JOB 1: In the post on taxes and duck hunting, what kind of bonds does the writer choose to discuss in more depth?
JOB 2: Find every line in the records that contains the string "wall", and copy those lines. Matches must have the same case.

EXCERPTED TEXT:
● ● ● ● ● ● ●
Death & Taxes
As Benjamin Franklin famously stated, “In this world, nothing can be said to be certain, except death and taxes.”
Taxes come in all different shapes and sizes: federal income tax, state income tax, capital gains tax, tax on interest and dividends, real estate income tax, tax for taking my dog for a walk, and the list goes on…
Uncle Sam is the silent business partner in all of your endeavors; again, death and taxes.
Duck, Duck, Shoot!
This conversation about taxes reminds me a lot of the first time I went duck hunting.
There we were, shoulder to shoulder in a pit, in the middle of a flooded field, just waiting for everything to come to life. I was with some of my best friends; we were all cracking jokes and having some good laughs while we waited for the sun to rise over the water. I can still picture the scene.
The funny thing is when you are sitting there at the crack of dawn, barely able to see, sometimes the ducks will fly right overhead, just mocking you as you have to wait for shooting hours to officially begin. A lesson in patience, for sure.
Playing by the Rules
As a rookie duck hunter, my friend had to walk me through some of the rules. “There is a six-man limit,” he told me. Meaning, that during the course of our hunt, we could only shoot six ducks per man. This six-man limit may not sound like much of a limitation when the ducks aren’t flying… but on the good days… six ducks per man can potentially happen before the sun rises and breakfast is served. That’s a good morning!
One of the most comical parts of duck hunting is the claiming of the ducks. Just imagine the scene where two ducks fly in, four men shoot, and then the chatter of who actually shot the duck begins. There is always that one friend, the one who claims every trophy and every duck. Only two ducks may have flown in, but he claims to have shot both and another one that no one else saw. Duck hunters and investors aren’t too dissimilar, their story of their “greatest catch” gets embellished more and more as they continue to tell the tale.
So, what does all this have to do with taxes?
We All Have Our Limits
Just like the limits I experienced as a duck hunter, the amount of income/gains we are able to keep as investors are also limited. At times, you can be a victim of your own success, especially if you are a high earner. My colleague Blaine Carver recently wrote a Thoughts on Money titled, Financial Aerodynamics which hit on some key concepts for eliminating tax drag. I thought I would dive deeper into one of the concepts he mentioned: municipal bonds.
The Whole Enchilada
The subject of after-tax returns is rarely a topic of discussion. Yet, this is what you actually keep. With a six-man limit, a professional hunter and a rookie (like myself) can very well walk away with the same spoils on any given day. Again, it’s all about what you keep.
With municipal bonds, investors have the opportunity to receive income that is potentially federal and state tax-free. This means you get to keep the whole enchilada – all of it!
● ● ● ● ● ● ●
PROVIDED MATERIAL:
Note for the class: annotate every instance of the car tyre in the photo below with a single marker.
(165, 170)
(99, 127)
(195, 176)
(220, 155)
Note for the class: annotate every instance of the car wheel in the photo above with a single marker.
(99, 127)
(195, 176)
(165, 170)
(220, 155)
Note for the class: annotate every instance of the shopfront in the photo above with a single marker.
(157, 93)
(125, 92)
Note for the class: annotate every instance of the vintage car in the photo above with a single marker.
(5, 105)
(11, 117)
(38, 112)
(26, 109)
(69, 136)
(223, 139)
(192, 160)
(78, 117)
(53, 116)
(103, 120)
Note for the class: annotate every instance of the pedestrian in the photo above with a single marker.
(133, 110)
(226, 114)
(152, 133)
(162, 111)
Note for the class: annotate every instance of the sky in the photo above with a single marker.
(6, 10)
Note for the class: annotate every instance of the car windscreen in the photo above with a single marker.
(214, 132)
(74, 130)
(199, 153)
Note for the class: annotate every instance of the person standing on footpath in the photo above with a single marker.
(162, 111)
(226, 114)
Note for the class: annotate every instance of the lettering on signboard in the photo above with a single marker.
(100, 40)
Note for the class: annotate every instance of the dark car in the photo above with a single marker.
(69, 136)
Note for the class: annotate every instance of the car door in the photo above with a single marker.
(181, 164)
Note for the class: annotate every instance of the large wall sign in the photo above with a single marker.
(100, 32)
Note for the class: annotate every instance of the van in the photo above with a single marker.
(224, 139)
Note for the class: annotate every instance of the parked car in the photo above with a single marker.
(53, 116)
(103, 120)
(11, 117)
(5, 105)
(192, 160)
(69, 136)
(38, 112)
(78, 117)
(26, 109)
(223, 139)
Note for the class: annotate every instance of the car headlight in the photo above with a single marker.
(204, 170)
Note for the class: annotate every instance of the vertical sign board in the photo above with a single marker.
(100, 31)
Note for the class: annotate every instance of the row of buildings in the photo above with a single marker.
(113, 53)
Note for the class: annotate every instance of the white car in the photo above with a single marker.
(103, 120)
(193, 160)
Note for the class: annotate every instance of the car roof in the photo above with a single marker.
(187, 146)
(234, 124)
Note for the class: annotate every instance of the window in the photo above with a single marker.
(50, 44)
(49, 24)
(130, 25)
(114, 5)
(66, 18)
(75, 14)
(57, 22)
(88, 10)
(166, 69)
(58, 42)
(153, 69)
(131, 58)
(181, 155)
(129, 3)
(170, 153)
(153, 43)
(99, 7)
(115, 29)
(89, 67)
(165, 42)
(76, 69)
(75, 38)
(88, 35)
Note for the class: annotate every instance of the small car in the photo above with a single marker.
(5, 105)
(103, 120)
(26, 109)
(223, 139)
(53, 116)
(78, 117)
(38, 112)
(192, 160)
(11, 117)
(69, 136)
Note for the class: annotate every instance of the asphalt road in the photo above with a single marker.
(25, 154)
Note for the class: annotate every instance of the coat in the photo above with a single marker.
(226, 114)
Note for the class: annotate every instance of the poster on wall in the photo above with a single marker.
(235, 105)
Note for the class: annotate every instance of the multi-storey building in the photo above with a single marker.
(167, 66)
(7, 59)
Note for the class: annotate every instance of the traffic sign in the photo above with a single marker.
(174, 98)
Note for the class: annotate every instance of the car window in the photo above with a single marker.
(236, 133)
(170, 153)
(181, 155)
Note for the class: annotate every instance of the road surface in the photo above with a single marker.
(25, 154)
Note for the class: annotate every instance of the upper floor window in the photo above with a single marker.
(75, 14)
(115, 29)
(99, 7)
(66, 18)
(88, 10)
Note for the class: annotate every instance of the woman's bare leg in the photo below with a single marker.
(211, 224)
● ● ● ● ● ● ●
SOLUTION 1: Municipal bonds.

SOLUTION 2:
Note for the class: annotate every instance of the large wall sign in the photo above with a single marker.
Note for the class: annotate every instance of the poster on wall in the photo above with a single marker.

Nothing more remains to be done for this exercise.